Reproduce the listing below line for line. Multiply each bounding-box coordinate in the answers by 0.65 and round to whole numbers, with halves going up.
** START **
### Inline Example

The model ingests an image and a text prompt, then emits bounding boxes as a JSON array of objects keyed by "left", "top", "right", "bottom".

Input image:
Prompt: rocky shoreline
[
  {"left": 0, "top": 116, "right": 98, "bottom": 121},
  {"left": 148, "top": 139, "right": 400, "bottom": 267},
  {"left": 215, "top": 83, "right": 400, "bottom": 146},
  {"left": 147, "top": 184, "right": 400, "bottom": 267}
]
** END **
— RESPONSE FOR THIS EXERCISE —
### Inline Example

The model ingests an image and a text prompt, then emits bounding boxes as a JSON array of objects keyed by "left", "top", "right", "bottom".

Input image:
Prompt: rocky shoreline
[
  {"left": 0, "top": 75, "right": 64, "bottom": 79},
  {"left": 96, "top": 90, "right": 260, "bottom": 174},
  {"left": 140, "top": 54, "right": 260, "bottom": 95},
  {"left": 96, "top": 120, "right": 260, "bottom": 174}
]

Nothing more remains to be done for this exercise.